Task instructions – From the material below, extract everything from the line containing "Quick question about the image above: does any boulder" down to the line containing "0 0 1288 695", both included, and reproduce those lines unchanged.

Bounding box annotation entries
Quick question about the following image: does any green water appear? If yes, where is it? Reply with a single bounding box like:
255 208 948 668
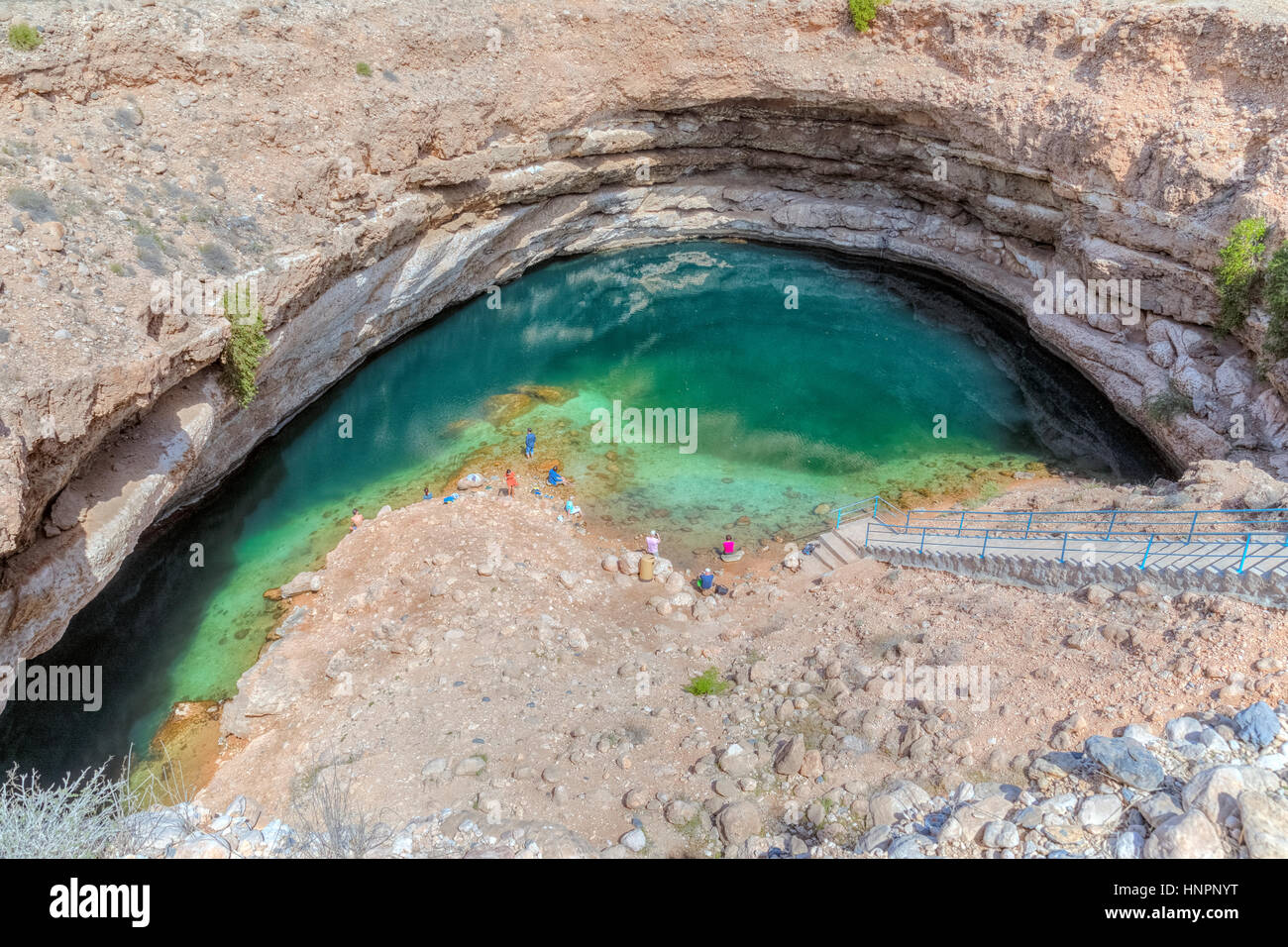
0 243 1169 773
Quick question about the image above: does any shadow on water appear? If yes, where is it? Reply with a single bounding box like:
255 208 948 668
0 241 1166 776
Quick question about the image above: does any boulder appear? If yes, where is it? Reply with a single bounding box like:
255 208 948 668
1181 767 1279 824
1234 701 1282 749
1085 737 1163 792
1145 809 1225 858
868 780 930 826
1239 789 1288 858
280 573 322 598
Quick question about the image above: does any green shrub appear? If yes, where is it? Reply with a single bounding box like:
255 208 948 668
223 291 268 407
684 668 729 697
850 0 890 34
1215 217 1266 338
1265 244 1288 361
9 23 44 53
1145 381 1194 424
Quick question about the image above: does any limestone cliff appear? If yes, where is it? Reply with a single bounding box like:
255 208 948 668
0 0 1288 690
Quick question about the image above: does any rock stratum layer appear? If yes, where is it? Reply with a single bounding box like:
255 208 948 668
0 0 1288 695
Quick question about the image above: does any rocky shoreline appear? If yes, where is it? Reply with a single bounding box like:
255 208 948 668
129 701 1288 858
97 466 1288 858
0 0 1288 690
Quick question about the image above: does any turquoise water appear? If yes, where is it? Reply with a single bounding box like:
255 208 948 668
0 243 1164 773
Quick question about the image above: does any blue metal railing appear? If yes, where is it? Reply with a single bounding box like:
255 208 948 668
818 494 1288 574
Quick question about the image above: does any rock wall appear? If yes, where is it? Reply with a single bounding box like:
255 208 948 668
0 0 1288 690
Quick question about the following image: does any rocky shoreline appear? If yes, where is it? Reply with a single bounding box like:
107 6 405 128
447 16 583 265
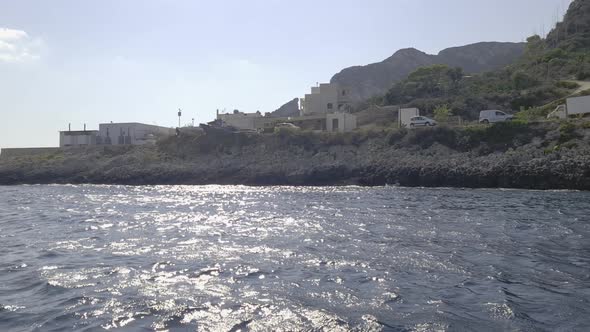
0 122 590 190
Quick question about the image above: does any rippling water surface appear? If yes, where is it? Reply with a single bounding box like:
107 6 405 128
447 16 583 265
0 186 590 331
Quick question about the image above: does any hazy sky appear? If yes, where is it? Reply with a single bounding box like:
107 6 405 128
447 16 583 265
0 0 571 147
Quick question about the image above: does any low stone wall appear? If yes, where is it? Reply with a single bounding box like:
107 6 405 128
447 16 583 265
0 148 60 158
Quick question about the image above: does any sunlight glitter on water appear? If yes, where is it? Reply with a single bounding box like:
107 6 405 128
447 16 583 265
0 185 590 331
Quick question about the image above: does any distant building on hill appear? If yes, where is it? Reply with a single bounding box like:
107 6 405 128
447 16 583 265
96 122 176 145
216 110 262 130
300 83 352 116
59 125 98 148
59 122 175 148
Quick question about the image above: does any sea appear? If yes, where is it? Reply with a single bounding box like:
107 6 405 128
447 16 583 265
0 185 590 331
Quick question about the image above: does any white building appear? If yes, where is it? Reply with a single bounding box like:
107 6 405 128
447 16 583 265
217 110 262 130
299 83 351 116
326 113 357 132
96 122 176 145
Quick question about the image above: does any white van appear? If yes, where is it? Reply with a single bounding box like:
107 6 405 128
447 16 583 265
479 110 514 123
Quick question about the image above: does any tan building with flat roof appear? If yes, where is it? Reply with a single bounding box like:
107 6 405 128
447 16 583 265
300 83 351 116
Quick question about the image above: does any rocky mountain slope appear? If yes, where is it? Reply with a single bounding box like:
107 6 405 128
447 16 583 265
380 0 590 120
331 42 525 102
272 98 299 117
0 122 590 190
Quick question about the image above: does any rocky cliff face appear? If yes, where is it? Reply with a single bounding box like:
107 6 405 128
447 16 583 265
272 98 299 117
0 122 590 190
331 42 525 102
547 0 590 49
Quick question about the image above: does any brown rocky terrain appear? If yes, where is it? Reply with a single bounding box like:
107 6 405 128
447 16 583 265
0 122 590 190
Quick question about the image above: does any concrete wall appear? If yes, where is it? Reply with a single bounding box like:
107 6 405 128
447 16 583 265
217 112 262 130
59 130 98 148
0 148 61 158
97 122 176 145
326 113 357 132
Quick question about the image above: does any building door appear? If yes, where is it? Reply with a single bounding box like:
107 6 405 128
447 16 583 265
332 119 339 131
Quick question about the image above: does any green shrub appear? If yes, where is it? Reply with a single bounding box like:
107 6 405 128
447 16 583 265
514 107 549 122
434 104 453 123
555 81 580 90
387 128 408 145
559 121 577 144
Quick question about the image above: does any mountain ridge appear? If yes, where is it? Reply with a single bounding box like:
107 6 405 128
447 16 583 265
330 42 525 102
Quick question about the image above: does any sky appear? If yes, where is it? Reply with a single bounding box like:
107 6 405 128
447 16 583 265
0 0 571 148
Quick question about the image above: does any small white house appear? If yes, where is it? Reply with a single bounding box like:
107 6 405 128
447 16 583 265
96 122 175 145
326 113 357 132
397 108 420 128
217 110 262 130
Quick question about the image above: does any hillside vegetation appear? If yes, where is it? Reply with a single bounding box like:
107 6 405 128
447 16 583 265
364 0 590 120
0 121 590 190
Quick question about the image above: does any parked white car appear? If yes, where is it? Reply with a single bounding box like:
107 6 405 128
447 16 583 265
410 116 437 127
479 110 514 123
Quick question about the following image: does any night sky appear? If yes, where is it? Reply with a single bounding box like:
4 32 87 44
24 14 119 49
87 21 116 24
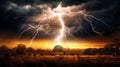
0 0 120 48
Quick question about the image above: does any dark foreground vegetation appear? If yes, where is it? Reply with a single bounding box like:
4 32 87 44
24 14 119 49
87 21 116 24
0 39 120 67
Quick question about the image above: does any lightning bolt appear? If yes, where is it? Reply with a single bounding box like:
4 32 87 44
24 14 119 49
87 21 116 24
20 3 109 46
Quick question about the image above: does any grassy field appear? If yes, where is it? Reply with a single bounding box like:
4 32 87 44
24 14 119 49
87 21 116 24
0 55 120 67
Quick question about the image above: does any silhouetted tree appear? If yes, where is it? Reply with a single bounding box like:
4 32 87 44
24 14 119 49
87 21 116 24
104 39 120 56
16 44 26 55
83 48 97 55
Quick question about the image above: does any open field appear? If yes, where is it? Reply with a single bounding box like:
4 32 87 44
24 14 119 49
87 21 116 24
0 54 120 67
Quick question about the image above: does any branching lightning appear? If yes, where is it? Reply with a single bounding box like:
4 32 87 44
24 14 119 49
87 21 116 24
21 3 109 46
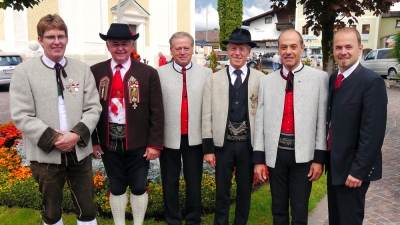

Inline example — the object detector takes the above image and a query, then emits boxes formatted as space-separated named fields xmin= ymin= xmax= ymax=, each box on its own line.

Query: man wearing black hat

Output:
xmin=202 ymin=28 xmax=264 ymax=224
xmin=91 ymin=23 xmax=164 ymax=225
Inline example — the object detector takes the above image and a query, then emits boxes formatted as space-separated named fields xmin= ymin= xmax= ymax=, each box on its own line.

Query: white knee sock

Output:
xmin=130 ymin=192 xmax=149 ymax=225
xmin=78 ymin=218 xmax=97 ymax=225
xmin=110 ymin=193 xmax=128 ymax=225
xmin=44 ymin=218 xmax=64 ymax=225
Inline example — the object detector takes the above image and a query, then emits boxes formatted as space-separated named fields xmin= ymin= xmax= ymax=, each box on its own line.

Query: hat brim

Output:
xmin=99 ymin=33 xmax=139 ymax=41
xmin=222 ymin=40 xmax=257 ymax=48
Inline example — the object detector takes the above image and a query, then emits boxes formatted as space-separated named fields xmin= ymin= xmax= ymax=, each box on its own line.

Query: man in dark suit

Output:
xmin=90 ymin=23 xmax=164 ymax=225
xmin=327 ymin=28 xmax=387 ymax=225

Task solution –
Quick question about the image above: does any boulder appear? If yes, where is it? Reply with a single bounding box like:
255 208 948 668
1181 767 1279 824
1234 701 1282 749
1085 737 1163 792
1145 809 1225 858
868 780 930 826
1239 789 1288 858
280 573 322 598
Quick question about the image above: does any green shrub appear? If yes, where is it? Reply with a single bounding box like:
255 208 948 668
223 291 268 407
684 668 729 697
850 0 890 34
1215 217 1266 338
1265 244 1288 361
9 23 44 53
1145 381 1194 424
Quick question about the image above: does any limestone cliff appear? If yes, where is it? Reply with a single bounding box like:
255 208 948 668
0 0 1288 690
Quick question about the image above: does any rock stratum layer appear? If yes, where is it? Reply with a single bounding box like:
255 208 948 668
0 0 1288 695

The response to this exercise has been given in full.